> **Task requirements**:
Give all of the material below as a Markdown table with two columns, Row and Entry, where Row numbers each non-blank line in order and Entry holds that line. Skip blank lines and leave the pictures out.

> **Provided entries**:
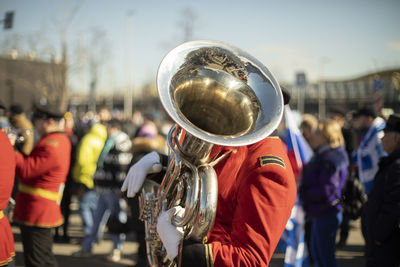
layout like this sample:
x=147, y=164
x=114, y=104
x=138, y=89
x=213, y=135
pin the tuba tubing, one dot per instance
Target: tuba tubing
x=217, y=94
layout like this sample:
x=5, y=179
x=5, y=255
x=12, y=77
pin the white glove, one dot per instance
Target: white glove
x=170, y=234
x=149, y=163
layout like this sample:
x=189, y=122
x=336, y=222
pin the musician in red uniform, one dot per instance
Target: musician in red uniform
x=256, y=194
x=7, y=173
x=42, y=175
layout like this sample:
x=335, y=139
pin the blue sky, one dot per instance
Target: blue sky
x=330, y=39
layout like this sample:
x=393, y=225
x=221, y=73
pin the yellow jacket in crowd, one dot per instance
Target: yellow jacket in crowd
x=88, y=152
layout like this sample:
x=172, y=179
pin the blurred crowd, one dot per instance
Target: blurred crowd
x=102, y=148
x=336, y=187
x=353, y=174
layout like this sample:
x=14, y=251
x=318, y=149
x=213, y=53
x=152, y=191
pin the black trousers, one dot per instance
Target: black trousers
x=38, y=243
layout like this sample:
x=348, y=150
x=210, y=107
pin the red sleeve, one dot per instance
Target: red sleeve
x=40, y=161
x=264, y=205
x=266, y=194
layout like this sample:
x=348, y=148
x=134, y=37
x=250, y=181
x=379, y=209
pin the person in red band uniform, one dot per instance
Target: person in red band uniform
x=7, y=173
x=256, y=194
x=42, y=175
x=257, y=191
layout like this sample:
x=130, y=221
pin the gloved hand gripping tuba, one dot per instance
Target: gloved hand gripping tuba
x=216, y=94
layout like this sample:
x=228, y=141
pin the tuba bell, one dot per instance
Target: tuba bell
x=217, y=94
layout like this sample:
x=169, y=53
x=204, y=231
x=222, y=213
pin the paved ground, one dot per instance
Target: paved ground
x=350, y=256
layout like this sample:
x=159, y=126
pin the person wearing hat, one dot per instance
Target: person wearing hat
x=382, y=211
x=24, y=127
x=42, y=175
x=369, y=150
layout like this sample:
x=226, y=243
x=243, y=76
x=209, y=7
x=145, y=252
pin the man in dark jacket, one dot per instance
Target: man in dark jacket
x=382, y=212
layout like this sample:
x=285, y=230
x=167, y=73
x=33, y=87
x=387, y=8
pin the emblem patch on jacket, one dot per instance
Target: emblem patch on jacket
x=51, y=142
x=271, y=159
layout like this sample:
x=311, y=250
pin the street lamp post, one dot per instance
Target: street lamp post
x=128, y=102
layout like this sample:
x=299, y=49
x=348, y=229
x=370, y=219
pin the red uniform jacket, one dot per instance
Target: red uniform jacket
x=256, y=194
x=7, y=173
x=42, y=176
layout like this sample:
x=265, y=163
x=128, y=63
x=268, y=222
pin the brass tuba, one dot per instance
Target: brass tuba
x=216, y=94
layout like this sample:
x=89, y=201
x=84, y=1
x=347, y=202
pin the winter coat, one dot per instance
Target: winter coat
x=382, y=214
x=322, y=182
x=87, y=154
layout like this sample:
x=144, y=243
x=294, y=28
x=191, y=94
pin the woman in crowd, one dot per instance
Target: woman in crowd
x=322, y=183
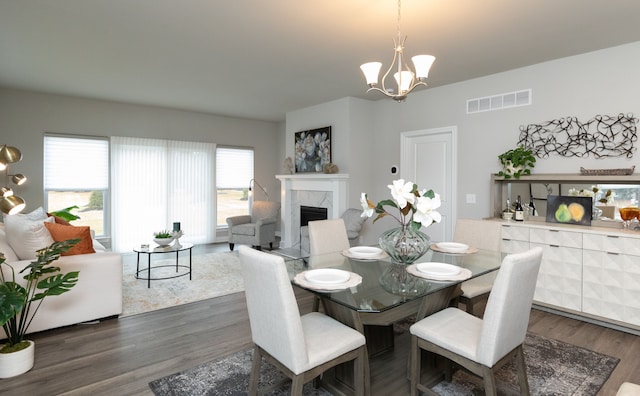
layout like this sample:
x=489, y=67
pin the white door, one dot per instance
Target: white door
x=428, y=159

> **Response**:
| Row | Entry |
|---|---|
| 1 | layout like this sample: |
| 2 | x=147, y=164 |
| 3 | x=114, y=104 |
| 4 | x=138, y=89 |
| 5 | x=213, y=135 |
| 6 | pin the tuba tubing, one dot per instance |
| 7 | Target: tuba tubing |
| 8 | x=217, y=94 |
| 9 | layout like this sample: |
| 10 | x=5, y=179 |
| 11 | x=5, y=255 |
| 12 | x=12, y=77 |
| 13 | pin the white glove, one dot per instance |
| 14 | Target: white glove |
| 15 | x=170, y=234 |
| 16 | x=149, y=163 |
| 17 | layout like this sample: |
| 18 | x=189, y=122 |
| 19 | x=336, y=222 |
| 20 | pin the musician in red uniform, one dot per instance |
| 21 | Target: musician in red uniform |
| 22 | x=256, y=194 |
| 23 | x=7, y=173 |
| 24 | x=42, y=175 |
| 25 | layout like this sample: |
| 26 | x=335, y=139 |
| 27 | pin the blue sky, one dot per instance |
| 28 | Target: blue sky |
| 29 | x=330, y=39 |
| 30 | layout like this sample: |
| 31 | x=393, y=225 |
| 32 | x=221, y=73 |
| 33 | pin the yellow jacket in crowd, one dot per instance |
| 34 | Target: yellow jacket in crowd |
| 35 | x=88, y=152 |
| 36 | layout like this sample: |
| 37 | x=172, y=179 |
| 38 | pin the blurred crowd, one dot per instance |
| 39 | Target: blurred crowd |
| 40 | x=102, y=148 |
| 41 | x=336, y=187 |
| 42 | x=353, y=174 |
| 43 | layout like this sample: |
| 44 | x=14, y=251 |
| 45 | x=318, y=149 |
| 46 | x=213, y=53 |
| 47 | x=152, y=191 |
| 48 | pin the black trousers, one dot per instance |
| 49 | Target: black trousers |
| 50 | x=38, y=243 |
| 51 | layout like this sample: |
| 52 | x=348, y=150 |
| 53 | x=210, y=107 |
| 54 | pin the red sleeve, one dot per instance |
| 55 | Target: red sleeve |
| 56 | x=40, y=161 |
| 57 | x=264, y=205 |
| 58 | x=266, y=194 |
| 59 | layout like this sample: |
| 60 | x=348, y=148 |
| 61 | x=134, y=37 |
| 62 | x=250, y=181 |
| 63 | x=379, y=209 |
| 64 | pin the person in red band uniform, one dot per instance |
| 65 | Target: person in red band uniform |
| 66 | x=7, y=173 |
| 67 | x=256, y=194 |
| 68 | x=42, y=175 |
| 69 | x=257, y=191 |
| 70 | layout like this sample: |
| 71 | x=130, y=221 |
| 72 | pin the gloved hand gripping tuba, one dot per instance |
| 73 | Target: gloved hand gripping tuba |
| 74 | x=216, y=94 |
| 75 | layout like this sample: |
| 76 | x=228, y=141 |
| 77 | pin the tuba bell, one dot per instance |
| 78 | Target: tuba bell |
| 79 | x=217, y=94 |
| 80 | layout like this sample: |
| 81 | x=169, y=53 |
| 82 | x=204, y=231 |
| 83 | x=222, y=213 |
| 84 | pin the paved ground, one dot per instance |
| 85 | Target: paved ground |
| 86 | x=350, y=256 |
| 87 | layout like this sample: |
| 88 | x=159, y=126 |
| 89 | pin the person wearing hat, one dot per instance |
| 90 | Target: person wearing hat |
| 91 | x=382, y=211 |
| 92 | x=24, y=127 |
| 93 | x=42, y=175 |
| 94 | x=369, y=150 |
| 95 | layout like this sample: |
| 96 | x=226, y=243 |
| 97 | x=243, y=76 |
| 98 | x=209, y=7 |
| 99 | x=145, y=252 |
| 100 | pin the man in dark jacket, one dot per instance |
| 101 | Target: man in dark jacket |
| 102 | x=382, y=212 |
| 103 | layout like this sample: |
| 104 | x=285, y=230 |
| 105 | x=167, y=73 |
| 106 | x=33, y=87 |
| 107 | x=387, y=8 |
| 108 | pin the emblem patch on jacket, one dot per instance |
| 109 | Target: emblem patch on jacket |
| 110 | x=51, y=142 |
| 111 | x=271, y=159 |
| 112 | layout like this sample: |
| 113 | x=311, y=250 |
| 114 | pin the street lamp post, one dot per instance |
| 115 | Target: street lamp post |
| 116 | x=128, y=102 |
| 117 | layout like this sample: |
| 118 | x=299, y=49 |
| 119 | x=348, y=229 |
| 120 | x=370, y=219 |
| 121 | pin the red uniform jacket, one dot per instance |
| 122 | Target: red uniform jacket |
| 123 | x=256, y=194 |
| 124 | x=7, y=173 |
| 125 | x=42, y=176 |
| 126 | layout like this sample: |
| 127 | x=265, y=163 |
| 128 | x=128, y=63 |
| 129 | x=268, y=222 |
| 130 | pin the brass tuba, one dot per instance |
| 131 | Target: brass tuba |
| 132 | x=216, y=94 |
| 133 | layout like this sample: |
| 134 | x=89, y=201 |
| 135 | x=84, y=1 |
| 136 | x=347, y=202 |
| 137 | pin the winter coat, one dot per instance |
| 138 | Target: winter coat |
| 139 | x=382, y=214 |
| 140 | x=322, y=182 |
| 141 | x=87, y=154 |
| 142 | layout like this sample: |
| 143 | x=144, y=243 |
| 144 | x=294, y=28 |
| 145 | x=191, y=94 |
| 146 | pin the woman in crowd, one dot per instance |
| 147 | Target: woman in crowd |
| 148 | x=322, y=183 |
| 149 | layout like this sample: |
| 150 | x=489, y=67 |
| 151 | pin the white door, one dot per instance |
| 152 | Target: white door |
| 153 | x=428, y=159 |